**DO THIS:** Make an exact copy of the records, with the images left out.

**INPUT DATA:**
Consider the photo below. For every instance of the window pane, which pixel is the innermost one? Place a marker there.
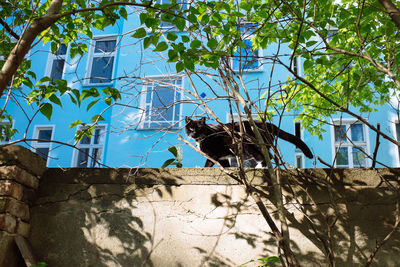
(162, 104)
(102, 69)
(98, 136)
(398, 131)
(246, 58)
(342, 157)
(62, 50)
(104, 46)
(340, 133)
(83, 158)
(3, 129)
(57, 69)
(398, 136)
(248, 28)
(96, 157)
(85, 140)
(149, 90)
(43, 152)
(44, 135)
(357, 134)
(299, 162)
(359, 159)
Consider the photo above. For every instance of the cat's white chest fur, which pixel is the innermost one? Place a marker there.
(198, 145)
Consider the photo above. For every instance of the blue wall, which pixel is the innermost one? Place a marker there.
(127, 146)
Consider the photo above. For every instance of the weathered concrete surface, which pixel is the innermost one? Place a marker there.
(202, 217)
(22, 157)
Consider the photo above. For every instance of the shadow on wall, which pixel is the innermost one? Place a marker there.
(198, 217)
(81, 219)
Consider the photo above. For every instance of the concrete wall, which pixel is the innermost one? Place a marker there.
(202, 217)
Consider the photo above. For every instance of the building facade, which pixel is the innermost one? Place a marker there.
(138, 130)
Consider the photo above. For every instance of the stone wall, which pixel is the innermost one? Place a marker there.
(202, 217)
(20, 171)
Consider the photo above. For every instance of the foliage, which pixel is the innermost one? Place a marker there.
(264, 261)
(176, 160)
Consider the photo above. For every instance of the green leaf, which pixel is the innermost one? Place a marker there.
(172, 36)
(162, 46)
(195, 44)
(43, 80)
(173, 150)
(212, 44)
(308, 64)
(167, 163)
(46, 109)
(172, 56)
(75, 123)
(179, 66)
(189, 64)
(147, 42)
(92, 103)
(185, 39)
(140, 33)
(180, 24)
(123, 13)
(53, 98)
(96, 118)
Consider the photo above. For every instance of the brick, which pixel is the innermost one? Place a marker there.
(15, 207)
(24, 158)
(19, 175)
(8, 223)
(10, 188)
(23, 228)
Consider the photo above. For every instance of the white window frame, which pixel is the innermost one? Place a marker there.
(50, 61)
(4, 123)
(36, 144)
(247, 36)
(302, 158)
(298, 153)
(348, 144)
(172, 27)
(296, 64)
(90, 146)
(92, 55)
(397, 137)
(145, 123)
(236, 117)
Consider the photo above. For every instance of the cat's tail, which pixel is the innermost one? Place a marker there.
(290, 138)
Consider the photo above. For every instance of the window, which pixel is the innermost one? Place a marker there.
(90, 152)
(166, 17)
(299, 160)
(101, 61)
(5, 127)
(296, 65)
(56, 62)
(161, 103)
(398, 137)
(243, 116)
(350, 144)
(246, 58)
(299, 156)
(41, 146)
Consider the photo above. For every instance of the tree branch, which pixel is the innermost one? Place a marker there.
(392, 10)
(8, 29)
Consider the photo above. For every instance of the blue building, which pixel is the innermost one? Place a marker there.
(138, 130)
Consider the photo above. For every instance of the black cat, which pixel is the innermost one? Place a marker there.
(215, 142)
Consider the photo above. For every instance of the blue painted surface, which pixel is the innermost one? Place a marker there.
(128, 146)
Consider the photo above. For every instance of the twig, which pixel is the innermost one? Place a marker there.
(377, 143)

**ANSWER FOR THE TASK:**
Consider the photo below. For every instance of the window pane, which pixel is the innermost one? Place a marker there.
(162, 104)
(102, 69)
(98, 136)
(398, 131)
(246, 58)
(342, 157)
(62, 50)
(104, 46)
(340, 133)
(83, 158)
(3, 129)
(57, 69)
(398, 136)
(248, 28)
(96, 157)
(85, 140)
(149, 90)
(43, 152)
(44, 135)
(357, 134)
(299, 162)
(359, 159)
Consider the photo above. For every instance of the cat's white chest fur, which pixel is the innermost one? Place a marker there.
(198, 145)
Consider the photo above. For every instance of the blue wall, which pixel is the innermost one? Place a marker there.
(127, 146)
Consider the photo above. For every instance of the weathered concrete surface, which pixel is the innermost one? Place a marker there.
(202, 217)
(22, 157)
Consider the photo above. For every instance of the shadow on wall, which pixel is the innermost one? Place a marker there.
(198, 217)
(81, 219)
Consider the photo above. For every instance of the concrete wall, which pixel is the innermost one? Place a marker there.
(202, 217)
Consider the photo above. For every instance of the building facade, which pixel is the innermost one? Place a marker there.
(138, 130)
Consider the photo above. For every instance of the stone wall, which pixel is the innermost one? Place a marker there.
(202, 217)
(20, 171)
Consider the photo above. For every instance of the foliage, which pixel is the innermost one? Place a marker there.
(264, 261)
(176, 160)
Consider the photo above. For every instance of the green leaf, which pixel is the innermost one? Place a marker there.
(172, 36)
(162, 46)
(195, 44)
(43, 80)
(173, 150)
(212, 44)
(308, 64)
(167, 163)
(46, 109)
(172, 56)
(75, 123)
(179, 66)
(189, 64)
(147, 42)
(92, 103)
(185, 39)
(140, 33)
(180, 24)
(123, 13)
(53, 98)
(96, 118)
Consider the photo above. For every instance of the brick, which pixel is the innermost one? Place a marker there.
(15, 207)
(24, 158)
(19, 175)
(8, 223)
(10, 188)
(23, 228)
Consider the photo above. For every instance of the white window frame, which pixel is the innermost one? Place a marker there.
(50, 61)
(4, 123)
(36, 144)
(247, 36)
(302, 158)
(298, 153)
(348, 144)
(172, 27)
(296, 64)
(90, 146)
(92, 55)
(397, 137)
(145, 123)
(236, 117)
Consider the photo above. For every instance of the cat's tail, which pixel is the innermost one? Place a marker there.
(290, 138)
Consider the photo above. For every instance of the window, which pixel is the innermost one? Place a marker there.
(90, 152)
(166, 17)
(299, 160)
(101, 61)
(5, 127)
(296, 65)
(56, 62)
(161, 103)
(398, 137)
(243, 116)
(350, 144)
(246, 58)
(299, 156)
(41, 146)
Consider the photo above. For every instance of the tree branch, which pixel is the innermost one? Place a marker there.
(392, 10)
(8, 29)
Consider the photo above. For every instance of the blue building, which pixel is the innermost one? Place a marker there.
(138, 130)
Consider the photo above. For every instance of the black cat, which pixel is the innermost one? Place a marker there.
(215, 142)
Consider the photo above. For every instance of the blue painted surface, which pixel is the innermost one? Place a marker there.
(128, 146)
Consider the photo above. For every instance of the twig, which pixel is the innermost one? Place a marker there.
(377, 143)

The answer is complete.